PROBLEM REQUIREMENTS:
Hand back all of the records exactly as they read.

PROVIDED INFORMATION:
--------------------
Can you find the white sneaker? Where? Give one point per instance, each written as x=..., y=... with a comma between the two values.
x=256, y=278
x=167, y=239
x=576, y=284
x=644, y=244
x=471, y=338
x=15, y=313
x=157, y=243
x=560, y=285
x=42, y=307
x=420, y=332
--------------------
REPLY TO THE TASK:
Can you find the white sneaker? Where? Give one point per instance, each written as x=..., y=... with a comma between the two values.
x=256, y=278
x=167, y=239
x=576, y=284
x=644, y=244
x=471, y=338
x=15, y=313
x=157, y=243
x=560, y=285
x=42, y=307
x=420, y=332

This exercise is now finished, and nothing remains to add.